►
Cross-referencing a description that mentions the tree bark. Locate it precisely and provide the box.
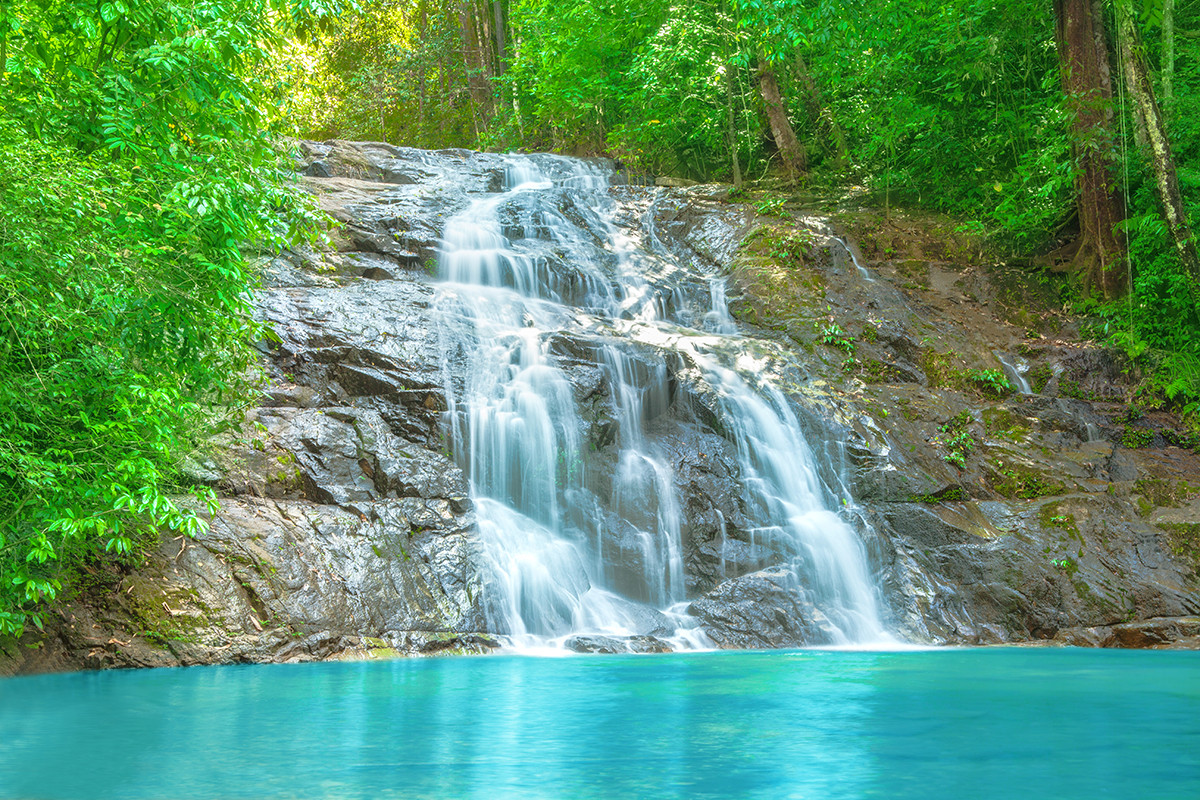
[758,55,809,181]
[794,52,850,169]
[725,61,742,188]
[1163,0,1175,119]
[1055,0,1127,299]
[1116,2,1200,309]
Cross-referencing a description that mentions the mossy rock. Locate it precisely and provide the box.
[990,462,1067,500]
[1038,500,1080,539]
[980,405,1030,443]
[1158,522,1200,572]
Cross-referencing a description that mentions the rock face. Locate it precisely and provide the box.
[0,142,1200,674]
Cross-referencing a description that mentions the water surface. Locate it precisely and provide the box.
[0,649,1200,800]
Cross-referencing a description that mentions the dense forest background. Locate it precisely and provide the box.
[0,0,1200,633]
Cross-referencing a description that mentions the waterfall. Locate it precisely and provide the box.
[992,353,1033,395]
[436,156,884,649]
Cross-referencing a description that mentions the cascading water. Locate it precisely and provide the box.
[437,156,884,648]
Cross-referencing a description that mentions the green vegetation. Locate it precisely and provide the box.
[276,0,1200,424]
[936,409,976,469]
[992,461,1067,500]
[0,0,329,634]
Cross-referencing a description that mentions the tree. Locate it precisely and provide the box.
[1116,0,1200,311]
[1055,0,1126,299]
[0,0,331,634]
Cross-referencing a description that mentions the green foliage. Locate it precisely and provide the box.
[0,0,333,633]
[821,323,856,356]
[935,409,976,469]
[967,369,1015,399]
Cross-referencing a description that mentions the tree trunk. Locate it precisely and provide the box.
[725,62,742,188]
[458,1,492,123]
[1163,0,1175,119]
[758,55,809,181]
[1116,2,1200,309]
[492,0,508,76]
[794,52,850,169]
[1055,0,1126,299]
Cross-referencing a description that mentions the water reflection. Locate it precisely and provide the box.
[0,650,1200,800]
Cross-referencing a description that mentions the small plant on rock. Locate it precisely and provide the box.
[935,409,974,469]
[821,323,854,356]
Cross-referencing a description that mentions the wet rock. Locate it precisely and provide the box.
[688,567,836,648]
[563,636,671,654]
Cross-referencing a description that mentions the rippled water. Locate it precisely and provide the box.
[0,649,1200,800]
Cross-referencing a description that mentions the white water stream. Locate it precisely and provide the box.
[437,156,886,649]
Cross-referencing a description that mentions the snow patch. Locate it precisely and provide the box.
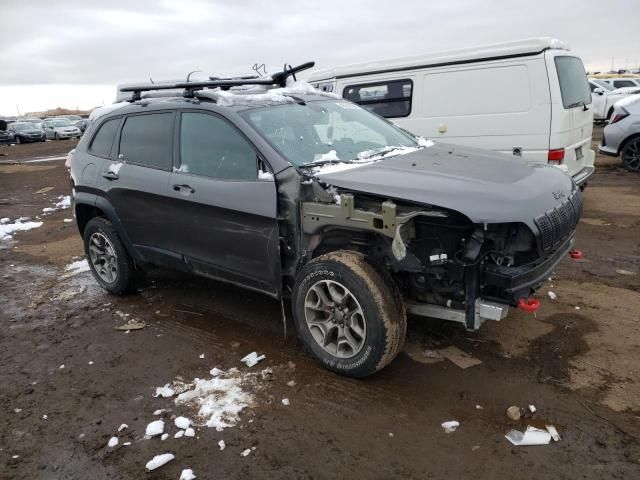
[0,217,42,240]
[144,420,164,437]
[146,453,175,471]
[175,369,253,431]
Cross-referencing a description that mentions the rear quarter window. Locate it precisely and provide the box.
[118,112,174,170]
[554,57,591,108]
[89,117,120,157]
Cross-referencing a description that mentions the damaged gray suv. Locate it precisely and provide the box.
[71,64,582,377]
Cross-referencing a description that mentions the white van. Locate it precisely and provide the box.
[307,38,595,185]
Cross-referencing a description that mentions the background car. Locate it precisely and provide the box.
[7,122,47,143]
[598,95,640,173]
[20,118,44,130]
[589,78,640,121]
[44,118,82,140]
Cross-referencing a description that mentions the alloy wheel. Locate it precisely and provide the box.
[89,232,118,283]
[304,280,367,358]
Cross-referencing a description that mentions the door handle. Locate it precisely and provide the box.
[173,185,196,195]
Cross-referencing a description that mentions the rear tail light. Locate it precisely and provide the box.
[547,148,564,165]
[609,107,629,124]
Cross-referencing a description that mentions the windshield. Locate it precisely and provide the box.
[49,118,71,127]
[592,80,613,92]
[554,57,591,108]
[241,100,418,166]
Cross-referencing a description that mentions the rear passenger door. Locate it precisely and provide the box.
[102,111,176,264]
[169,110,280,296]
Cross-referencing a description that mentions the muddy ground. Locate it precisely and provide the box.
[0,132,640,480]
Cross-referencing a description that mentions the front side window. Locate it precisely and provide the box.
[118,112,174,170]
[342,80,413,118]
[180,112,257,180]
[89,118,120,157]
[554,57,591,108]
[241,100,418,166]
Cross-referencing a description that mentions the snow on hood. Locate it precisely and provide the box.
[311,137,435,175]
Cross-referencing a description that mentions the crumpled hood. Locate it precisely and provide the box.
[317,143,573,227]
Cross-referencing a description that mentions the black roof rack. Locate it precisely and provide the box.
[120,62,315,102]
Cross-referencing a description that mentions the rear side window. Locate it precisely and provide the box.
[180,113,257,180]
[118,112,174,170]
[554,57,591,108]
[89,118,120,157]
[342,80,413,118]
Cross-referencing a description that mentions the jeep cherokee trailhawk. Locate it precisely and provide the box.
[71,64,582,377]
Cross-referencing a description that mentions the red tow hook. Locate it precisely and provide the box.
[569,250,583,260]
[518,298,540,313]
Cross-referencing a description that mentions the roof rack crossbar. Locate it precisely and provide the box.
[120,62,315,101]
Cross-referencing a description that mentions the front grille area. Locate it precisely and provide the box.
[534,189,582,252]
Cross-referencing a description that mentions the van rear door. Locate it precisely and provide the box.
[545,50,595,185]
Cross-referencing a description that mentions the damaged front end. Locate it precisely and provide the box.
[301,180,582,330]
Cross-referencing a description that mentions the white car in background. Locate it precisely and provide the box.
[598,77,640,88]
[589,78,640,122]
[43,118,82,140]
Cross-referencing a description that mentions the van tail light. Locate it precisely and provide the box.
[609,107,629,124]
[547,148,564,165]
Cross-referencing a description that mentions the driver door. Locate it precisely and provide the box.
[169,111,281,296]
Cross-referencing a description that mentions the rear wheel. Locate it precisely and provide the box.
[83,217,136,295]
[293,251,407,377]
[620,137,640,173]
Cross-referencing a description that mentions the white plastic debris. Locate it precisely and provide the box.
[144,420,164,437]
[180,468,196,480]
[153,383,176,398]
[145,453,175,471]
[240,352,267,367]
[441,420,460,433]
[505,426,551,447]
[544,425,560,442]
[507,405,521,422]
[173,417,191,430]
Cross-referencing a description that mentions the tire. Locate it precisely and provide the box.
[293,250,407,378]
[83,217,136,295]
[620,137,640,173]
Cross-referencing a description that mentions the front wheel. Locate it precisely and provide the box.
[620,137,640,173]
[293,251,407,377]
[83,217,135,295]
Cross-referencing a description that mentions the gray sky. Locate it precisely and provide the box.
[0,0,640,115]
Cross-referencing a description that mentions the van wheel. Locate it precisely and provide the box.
◄
## [Brief]
Could you give the material from the line with "Cross-referencing a description that mentions the rippled" to the line with "[175,369,253,431]", both ends included, as a Markdown table with the columns Row and Material line? Leave out the pictures and any blank lines.

## [Final result]
| Row | Material line |
|---|---|
| 1 | Cross-referencing a description that mentions the rippled water. Locate it precisely and provide the box. |
| 2 | [0,649,1200,800] |
| 3 | Cross-referencing a description that mentions the white water stream. Locate it precisely and provide the box. |
| 4 | [437,156,886,649] |
| 5 | Cross-referencing a description that mentions the snow patch. Locate it precisely and provide the box. |
| 6 | [0,217,42,240] |
| 7 | [144,420,164,437] |
| 8 | [146,453,175,471] |
| 9 | [175,369,253,431] |